━━━ Extracted data

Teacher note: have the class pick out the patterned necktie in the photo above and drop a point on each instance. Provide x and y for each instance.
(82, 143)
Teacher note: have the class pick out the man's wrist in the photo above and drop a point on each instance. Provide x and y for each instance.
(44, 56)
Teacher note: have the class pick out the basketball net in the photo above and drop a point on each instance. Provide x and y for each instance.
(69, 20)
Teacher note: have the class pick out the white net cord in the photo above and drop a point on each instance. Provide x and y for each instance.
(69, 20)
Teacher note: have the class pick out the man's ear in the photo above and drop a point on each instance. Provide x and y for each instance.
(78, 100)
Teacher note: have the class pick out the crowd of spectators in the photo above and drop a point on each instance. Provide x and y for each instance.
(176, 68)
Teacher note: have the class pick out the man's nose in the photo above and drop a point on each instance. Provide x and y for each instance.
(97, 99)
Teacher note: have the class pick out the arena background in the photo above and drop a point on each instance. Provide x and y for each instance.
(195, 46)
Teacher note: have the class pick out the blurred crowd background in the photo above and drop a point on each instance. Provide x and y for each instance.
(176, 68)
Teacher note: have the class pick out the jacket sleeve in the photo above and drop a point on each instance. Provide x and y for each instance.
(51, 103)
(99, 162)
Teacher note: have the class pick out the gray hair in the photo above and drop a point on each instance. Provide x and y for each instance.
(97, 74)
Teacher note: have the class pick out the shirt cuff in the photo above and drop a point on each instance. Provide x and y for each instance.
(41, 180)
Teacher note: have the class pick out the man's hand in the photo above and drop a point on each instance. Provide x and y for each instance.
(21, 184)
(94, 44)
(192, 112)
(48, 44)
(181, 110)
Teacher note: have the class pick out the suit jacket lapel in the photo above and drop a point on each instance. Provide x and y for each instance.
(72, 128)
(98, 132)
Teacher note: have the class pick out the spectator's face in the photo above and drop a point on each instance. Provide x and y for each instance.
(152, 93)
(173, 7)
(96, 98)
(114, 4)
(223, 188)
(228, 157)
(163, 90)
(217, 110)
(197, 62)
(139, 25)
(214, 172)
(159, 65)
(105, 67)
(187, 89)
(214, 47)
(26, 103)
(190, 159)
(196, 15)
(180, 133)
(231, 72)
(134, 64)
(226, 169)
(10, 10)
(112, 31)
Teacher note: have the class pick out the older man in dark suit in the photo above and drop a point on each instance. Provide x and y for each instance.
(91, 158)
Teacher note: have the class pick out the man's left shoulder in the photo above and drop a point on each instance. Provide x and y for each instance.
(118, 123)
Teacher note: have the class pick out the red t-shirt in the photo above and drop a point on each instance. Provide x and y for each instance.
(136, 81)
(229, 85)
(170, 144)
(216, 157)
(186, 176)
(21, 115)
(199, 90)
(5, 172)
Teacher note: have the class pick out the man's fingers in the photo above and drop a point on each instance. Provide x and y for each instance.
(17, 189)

━━━━━━

▶ Objective:
Find the line that contains "Teacher note: have the class pick out the man's hand" in the listing above. Retype it and every line after it up to the last, exactly, and nothing else.

▶ Answer to this exercise:
Teacher note: have the class pick out the man's hand in the photo above and drop a point on each instance. Provide x and y for each instance.
(21, 184)
(94, 44)
(192, 112)
(48, 44)
(181, 110)
Teacher note: have the class pick out the suit jacket lapel in the photo above and drop a point on each instance. Provide x and y for each instance.
(72, 128)
(98, 132)
Teacher note: have the class pick out the spectator's face in the photo above and drop a point on each instance. Provide x and y for each instance.
(152, 93)
(173, 7)
(96, 98)
(114, 4)
(223, 188)
(228, 157)
(163, 90)
(217, 110)
(197, 62)
(139, 25)
(214, 172)
(159, 65)
(105, 67)
(187, 89)
(214, 47)
(26, 103)
(190, 159)
(196, 15)
(180, 133)
(231, 72)
(134, 64)
(226, 169)
(10, 10)
(112, 31)
Teacher note: have the class pick out the older man in dark suit in the photo above and drop a point on each instance. Provide x and y for each instance.
(91, 158)
Teacher note: have the class pick out the man's left shoulder in the photo above and drop a point on each instance. Provide x and y for each instance.
(118, 123)
Teacher note: have the class pick out the red t-shirt in the photo above and drop a point on each instance. Provide x and y for each instance.
(136, 81)
(229, 85)
(170, 144)
(216, 157)
(186, 176)
(21, 115)
(199, 90)
(5, 172)
Teacher note: have the class pick out the man's fingers in the photo above and drop a point on each instance. Provide x and y for each instance.
(17, 189)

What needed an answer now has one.